Job:
Could you continue the excerpt below on segmenting images and combining segments into digit candidates, picking up right after its last line?

Page extract:

>>>>>

It can be appreciated that the images in FIG. 2(b) have been over-segmentized and so the intended combination of certain segments is next performed. A second algorithm defines the process of the combining. The algorithm has as the inputs a segmented image list, a segmented images dimension list, and a combining threshold. The segmented images list and the segmented images dimension list are sorted according to segment area. For each segment in a segment list: (i) that if it is a same segment, then continue without combining (ii) if the segment is larger than the specified combining threshold, then continue without combining (iii) if the two adjacent segments share a specified percent (combining threshold) then combine those segments. If the segment dimensions are relatively big, then vertically split the image into two equal segments. Each segment in the list is marked as a digit candidate or non-digit-candidate. FIG. 2(c) shows non-digit segments and digit-candid segments 82.

The combining algorithms not only combines the segments but also marks segments to digit or non-digit candidates, thus instead of examining all hypothesis in a segmented image, only the digit candidate with few hypotheses around it are examined to find a likely character/digit.

The first algorithm for identifying the cutting lines can be summarized as:

Algorithm 1
INPUT: Skeleton image segments, chain code segments, distance
threshold.
1. For each segment in the skeleton image:
a. For each intersection point in the segment:
i.   Find the corresponding chain code contour for the current
     skeleton segment.
ii.  Build the distance map (between the intersection point and all
     chain code contour points) as shown in Figure 3(c) starting from
     the farthest chain code point.
iii. Find all lower peaks and save them in allpeaklist.

<<<<<

Data section:
>>>>>

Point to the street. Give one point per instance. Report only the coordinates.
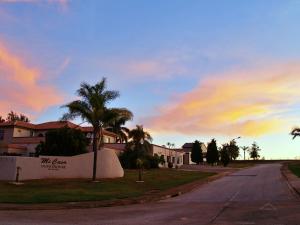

<<<<<

Output of the exercise:
iv.  In the peaklist Find the lowest peaks pair that is separated by
     distance threshold and save them in finalpeaklist.
v.   Apply equation 1.1, to find if the third and fourth peak applied,
     the distance between the peaks has to be less than distance
     threshold, if the third or fourth peak points applied add them to
     finalpeaklist.
vi.  Draw lines form each peak point in the finalpeaklist to the
     closest two peak point in the same list.
b. Colorize the new segments using connected component analysis.

The second algorithm for combining segments can be summarized as:

Algorithm 2
INPUT: segmented images list, segmented images dimension list,
combine threshold.
Sort the image list and images dimension list according to segment area.
1. For each segment in the images list:
a. For each segment in the images list:
i.   If same segment then continue.
ii.  If the segment width to height is larger than specified
     threshold then continue.
iii. If the two segments share specified percent (combine
     threshold) of horizontal dimensions then combine the
     segments.
2. For each segment in the images list:
If the segment dimensions are big then vertically split the image into two
equal segments.
3. For each segment in the images list
Mark each segment based on its dimensions to digit candidate or non-digit
candidate.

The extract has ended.